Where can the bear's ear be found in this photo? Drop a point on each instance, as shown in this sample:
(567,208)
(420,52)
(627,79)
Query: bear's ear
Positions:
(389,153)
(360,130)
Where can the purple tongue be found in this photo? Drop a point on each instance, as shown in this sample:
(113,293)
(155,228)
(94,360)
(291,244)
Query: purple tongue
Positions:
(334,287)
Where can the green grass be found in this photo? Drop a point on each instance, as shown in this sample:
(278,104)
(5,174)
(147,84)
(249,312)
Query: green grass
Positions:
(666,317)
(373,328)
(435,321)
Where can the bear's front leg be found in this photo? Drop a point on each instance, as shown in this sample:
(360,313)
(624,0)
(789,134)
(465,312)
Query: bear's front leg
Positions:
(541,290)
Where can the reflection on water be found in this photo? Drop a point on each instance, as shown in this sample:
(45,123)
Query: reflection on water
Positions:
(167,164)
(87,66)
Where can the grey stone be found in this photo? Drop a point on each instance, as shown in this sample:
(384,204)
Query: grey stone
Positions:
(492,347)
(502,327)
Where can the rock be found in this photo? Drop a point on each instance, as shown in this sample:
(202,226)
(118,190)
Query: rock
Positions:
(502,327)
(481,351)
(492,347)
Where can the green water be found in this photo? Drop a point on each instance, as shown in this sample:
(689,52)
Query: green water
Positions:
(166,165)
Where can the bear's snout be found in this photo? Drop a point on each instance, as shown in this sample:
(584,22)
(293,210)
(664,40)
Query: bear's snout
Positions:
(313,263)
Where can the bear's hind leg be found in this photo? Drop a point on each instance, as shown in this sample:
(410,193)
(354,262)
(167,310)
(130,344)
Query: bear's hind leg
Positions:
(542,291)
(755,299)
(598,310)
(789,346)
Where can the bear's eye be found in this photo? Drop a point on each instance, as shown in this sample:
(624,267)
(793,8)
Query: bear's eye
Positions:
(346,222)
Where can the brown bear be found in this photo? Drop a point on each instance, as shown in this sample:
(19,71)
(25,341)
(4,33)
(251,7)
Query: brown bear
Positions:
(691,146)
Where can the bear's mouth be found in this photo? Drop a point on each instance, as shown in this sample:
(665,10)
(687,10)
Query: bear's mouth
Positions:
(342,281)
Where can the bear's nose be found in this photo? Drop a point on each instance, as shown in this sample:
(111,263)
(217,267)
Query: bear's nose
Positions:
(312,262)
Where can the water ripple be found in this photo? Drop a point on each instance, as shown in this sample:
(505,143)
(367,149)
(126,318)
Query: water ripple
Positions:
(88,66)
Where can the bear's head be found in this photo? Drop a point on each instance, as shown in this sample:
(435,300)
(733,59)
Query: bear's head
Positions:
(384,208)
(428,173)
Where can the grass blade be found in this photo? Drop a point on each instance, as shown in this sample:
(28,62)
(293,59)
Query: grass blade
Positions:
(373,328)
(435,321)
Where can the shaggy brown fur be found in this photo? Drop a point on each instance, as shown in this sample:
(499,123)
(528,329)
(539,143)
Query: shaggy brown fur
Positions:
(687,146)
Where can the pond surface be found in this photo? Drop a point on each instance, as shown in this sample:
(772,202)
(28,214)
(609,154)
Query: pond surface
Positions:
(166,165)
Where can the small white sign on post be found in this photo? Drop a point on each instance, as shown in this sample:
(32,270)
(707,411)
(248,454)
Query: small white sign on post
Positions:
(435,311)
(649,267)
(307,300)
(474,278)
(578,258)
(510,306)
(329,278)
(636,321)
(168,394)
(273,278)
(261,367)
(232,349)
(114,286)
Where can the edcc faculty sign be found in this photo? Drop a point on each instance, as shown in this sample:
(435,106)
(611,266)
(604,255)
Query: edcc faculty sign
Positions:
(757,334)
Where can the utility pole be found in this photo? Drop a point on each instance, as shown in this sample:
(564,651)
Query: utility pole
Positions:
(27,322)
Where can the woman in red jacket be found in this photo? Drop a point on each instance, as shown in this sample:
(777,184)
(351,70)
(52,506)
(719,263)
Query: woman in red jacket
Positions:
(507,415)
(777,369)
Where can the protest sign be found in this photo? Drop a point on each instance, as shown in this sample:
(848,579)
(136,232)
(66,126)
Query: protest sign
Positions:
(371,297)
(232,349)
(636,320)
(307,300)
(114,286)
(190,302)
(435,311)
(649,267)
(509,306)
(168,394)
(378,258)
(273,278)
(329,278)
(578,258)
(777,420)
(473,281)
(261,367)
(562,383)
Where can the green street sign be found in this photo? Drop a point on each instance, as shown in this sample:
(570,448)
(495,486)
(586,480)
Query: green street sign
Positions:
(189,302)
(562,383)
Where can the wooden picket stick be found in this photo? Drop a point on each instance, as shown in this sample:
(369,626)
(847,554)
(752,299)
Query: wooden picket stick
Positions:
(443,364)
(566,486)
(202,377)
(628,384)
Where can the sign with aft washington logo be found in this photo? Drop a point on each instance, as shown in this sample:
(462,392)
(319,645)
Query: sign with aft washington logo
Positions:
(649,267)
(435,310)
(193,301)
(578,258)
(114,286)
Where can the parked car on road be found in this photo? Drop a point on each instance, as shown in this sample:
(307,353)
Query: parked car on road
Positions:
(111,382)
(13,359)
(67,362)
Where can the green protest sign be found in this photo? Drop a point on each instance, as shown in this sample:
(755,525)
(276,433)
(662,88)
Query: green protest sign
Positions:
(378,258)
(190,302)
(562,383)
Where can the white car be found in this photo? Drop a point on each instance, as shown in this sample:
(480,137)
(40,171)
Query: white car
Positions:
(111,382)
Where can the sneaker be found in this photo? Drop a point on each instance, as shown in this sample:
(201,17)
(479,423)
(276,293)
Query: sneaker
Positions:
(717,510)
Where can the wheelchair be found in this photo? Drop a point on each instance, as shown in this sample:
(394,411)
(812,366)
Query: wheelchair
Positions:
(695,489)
******************************
§ **Instructions to follow**:
Return each entry from above without altering a single character.

§ **Solution for this problem**:
Where can the bear's ear be found in this photo? Drop a point on each instance, as shown in this sample:
(567,208)
(420,52)
(627,79)
Query: bear's ear
Positions:
(389,153)
(360,130)
Where can the purple tongue be found in this photo? Drop a point on each instance, as shown in this sample:
(113,293)
(155,228)
(94,360)
(291,244)
Query: purple tongue
Positions:
(334,287)
Where can the green grass be found in this photo? Drop a point on each instance, as shown in this sample:
(278,104)
(5,174)
(147,84)
(249,312)
Query: green grass
Positions:
(666,317)
(373,328)
(435,321)
Where can the bear's front leg be found in this photo? Drop a point on each instance, as shown in this sample:
(360,313)
(624,0)
(789,134)
(465,312)
Query: bear's front leg
Positions:
(541,290)
Where can the reflection on water be found in this photo? Drop a point on each instance, as shown in this sample:
(45,123)
Query: reflection on water
Positions:
(167,164)
(87,66)
Where can the grey stone be found in this photo? Drop a point on each instance, as shown in this sample:
(384,204)
Query: grey stone
Positions:
(492,347)
(502,327)
Where can the rock be found in this photo? Drop a point on each instance, as shown in this sample:
(202,226)
(118,190)
Query: rock
Positions:
(502,327)
(481,351)
(492,347)
Where can the green water be found in this photo? Drop a point on each instance, as shown in this sample:
(689,52)
Query: green water
Positions:
(166,165)
Where can the bear's snout be found in this photo? Drop a point on each instance, as shown in this sample:
(584,22)
(293,210)
(664,40)
Query: bear's snout
Positions:
(313,263)
Where can the bear's hind leg be found in this photo? Drop a point on each instance, as shown in this sample:
(410,193)
(354,262)
(167,310)
(130,344)
Query: bear's hind leg
Positions:
(542,291)
(755,299)
(598,310)
(789,346)
Where can the bear's eye be found in this photo? Drop a point on each instance, as shown in this sample:
(624,267)
(793,8)
Query: bear's eye
Positions:
(346,222)
Where can the brown bear be found in this photo? Drop a point on each instance, as shown in this sample:
(19,71)
(25,341)
(4,33)
(251,7)
Query: brown bear
Positions:
(691,146)
Where can the bear's mouth be found in this photo? Drop a point on each instance, as shown in this sample:
(665,10)
(687,10)
Query: bear's mouth
Positions:
(342,281)
Where can the bear's nose be found in this photo? Drop a point on each instance, as shown in this sample:
(111,263)
(217,267)
Query: bear's nose
Positions:
(312,262)
Where can the water ripple be found in this photo? Drop a point on each instance, as shown in this sample:
(505,143)
(367,149)
(126,318)
Query: water ripple
Positions:
(88,66)
Where can the bear's head be found in this photo? Drop a point on each instance, as shown in this sample:
(435,300)
(733,59)
Query: bear's head
Positions:
(384,208)
(428,173)
Where can the grass blade be found in this photo? Drop a point on each instance, as shown in this sample:
(28,62)
(293,59)
Query: grass blade
Positions:
(373,328)
(435,321)
Where can the shaggy brown fur be found in this photo? Drop a point on each instance, as shown in this sample:
(499,123)
(528,329)
(539,143)
Query: shaggy brown fur
Positions:
(687,146)
Where can the pond surface be found in this photo? Drop a point on each instance, as shown in this sample:
(772,202)
(28,214)
(609,154)
Query: pond surface
Positions:
(166,165)
Where can the small white sign on post be found in this photo? Drop a point on each instance, as shown in this sample:
(32,270)
(707,411)
(248,454)
Query: small white sign on post
Positions:
(435,311)
(649,267)
(307,300)
(474,278)
(578,258)
(510,306)
(329,278)
(636,321)
(168,394)
(273,278)
(261,367)
(232,349)
(114,286)
Where can the edcc faculty sign be found in this photo? Drop a point on each instance, as shown in this sample:
(435,106)
(611,266)
(604,255)
Query: edcc faculty sign
Positions:
(757,334)
Where can the utility pole be found in this photo? Drop a point on each instance, as shown in this sample:
(564,651)
Query: utility pole
Positions:
(27,322)
Where can the woman in red jacket be found in this photo? Drop a point on each instance, as shown in this sample:
(777,184)
(351,70)
(52,506)
(719,263)
Query: woman in red jacket
Positions:
(507,415)
(777,369)
Where can the protest sign be found in this photo? Drop a point on each instance, as shown in this sample:
(848,579)
(136,232)
(66,126)
Query: protest sign
Positions:
(371,297)
(232,349)
(636,320)
(307,300)
(114,286)
(190,302)
(435,311)
(649,267)
(509,306)
(168,394)
(378,258)
(273,278)
(329,278)
(578,258)
(777,420)
(473,281)
(261,367)
(562,383)
Where can the green street sign be found in this photo? Drop a point on each instance, as shown in this sample:
(570,448)
(495,486)
(586,480)
Query: green street sign
Positions:
(189,302)
(562,383)
Where can the wooden picket stick be found in this photo? Drop a point on each instance, as shown in this sample:
(369,626)
(847,554)
(752,299)
Query: wooden picket stick
Positions:
(443,364)
(566,486)
(202,377)
(628,384)
Where can the sign with aft washington logo be found in this photo? Drop a point on each instance, as shown in this sample:
(462,392)
(319,645)
Query: sign with aft washington logo
Positions:
(649,267)
(435,310)
(193,301)
(578,258)
(114,286)
Where can the parked car on road be found in this photo? Drop a point on each instance, as shown in this sample:
(307,353)
Query: parked car on road
Positions:
(111,382)
(13,359)
(67,362)
Where can the green protest sign be found in this photo? Drop a point on each instance, as shown in this sample:
(755,525)
(276,433)
(662,88)
Query: green protest sign
Positions:
(378,258)
(190,302)
(562,383)
Where can the white car be found in this photo? Drop a point on each instance, as shown in this sample:
(480,137)
(40,171)
Query: white car
Positions:
(111,382)
Where can the sneaker be found in this photo? Drop a point on each instance, as shown in this sample:
(201,17)
(479,423)
(276,293)
Query: sneaker
Positions:
(717,510)
Where can the wheelchair be found in this photo? Drop a point on each instance, as shown in this sample:
(394,411)
(812,366)
Query: wheelchair
Positions:
(695,489)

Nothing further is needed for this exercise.